- _RECORDED DATA_:
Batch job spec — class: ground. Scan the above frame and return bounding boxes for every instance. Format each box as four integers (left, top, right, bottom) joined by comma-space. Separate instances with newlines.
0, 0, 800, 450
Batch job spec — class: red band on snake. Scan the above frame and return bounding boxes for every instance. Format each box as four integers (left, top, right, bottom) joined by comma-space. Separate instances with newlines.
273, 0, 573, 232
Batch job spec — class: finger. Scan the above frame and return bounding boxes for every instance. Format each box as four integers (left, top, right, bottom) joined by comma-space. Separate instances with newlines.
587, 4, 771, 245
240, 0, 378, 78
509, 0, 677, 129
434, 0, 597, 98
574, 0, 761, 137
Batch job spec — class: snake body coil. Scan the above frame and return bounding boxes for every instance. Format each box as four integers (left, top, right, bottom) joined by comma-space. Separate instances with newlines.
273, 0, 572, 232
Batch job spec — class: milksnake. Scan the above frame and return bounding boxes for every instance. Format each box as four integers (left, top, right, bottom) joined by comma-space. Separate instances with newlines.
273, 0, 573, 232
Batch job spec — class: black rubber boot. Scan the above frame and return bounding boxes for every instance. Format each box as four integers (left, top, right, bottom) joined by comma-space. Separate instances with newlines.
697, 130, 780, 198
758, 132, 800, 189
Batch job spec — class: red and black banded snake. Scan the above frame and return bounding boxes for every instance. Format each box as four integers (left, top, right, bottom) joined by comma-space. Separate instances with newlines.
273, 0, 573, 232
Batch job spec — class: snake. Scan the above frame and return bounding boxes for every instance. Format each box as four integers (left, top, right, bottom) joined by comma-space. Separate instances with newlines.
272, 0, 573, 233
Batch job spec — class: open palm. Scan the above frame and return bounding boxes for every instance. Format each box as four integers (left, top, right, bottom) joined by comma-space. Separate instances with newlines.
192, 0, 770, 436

- _WHAT IS ASKED_: Reproduce the stretch of lines from the one containing "Batch job spec — class: snake." through the last of the lines, keeping every character unchanged.

- _TASK RESPONSE_:
Batch job spec — class: snake. Scan the above frame and return bounding boxes for every instance. Format each box as four integers (left, top, right, bottom) joined by comma-space. Separate instances with newlines.
272, 0, 573, 233
Batch job spec — class: open palm. Scan the above frame and return bounding boxes for every instance. Format each box as four integers (left, top, right, bottom) joined by comma-space. Separate instances with newlines.
192, 0, 770, 436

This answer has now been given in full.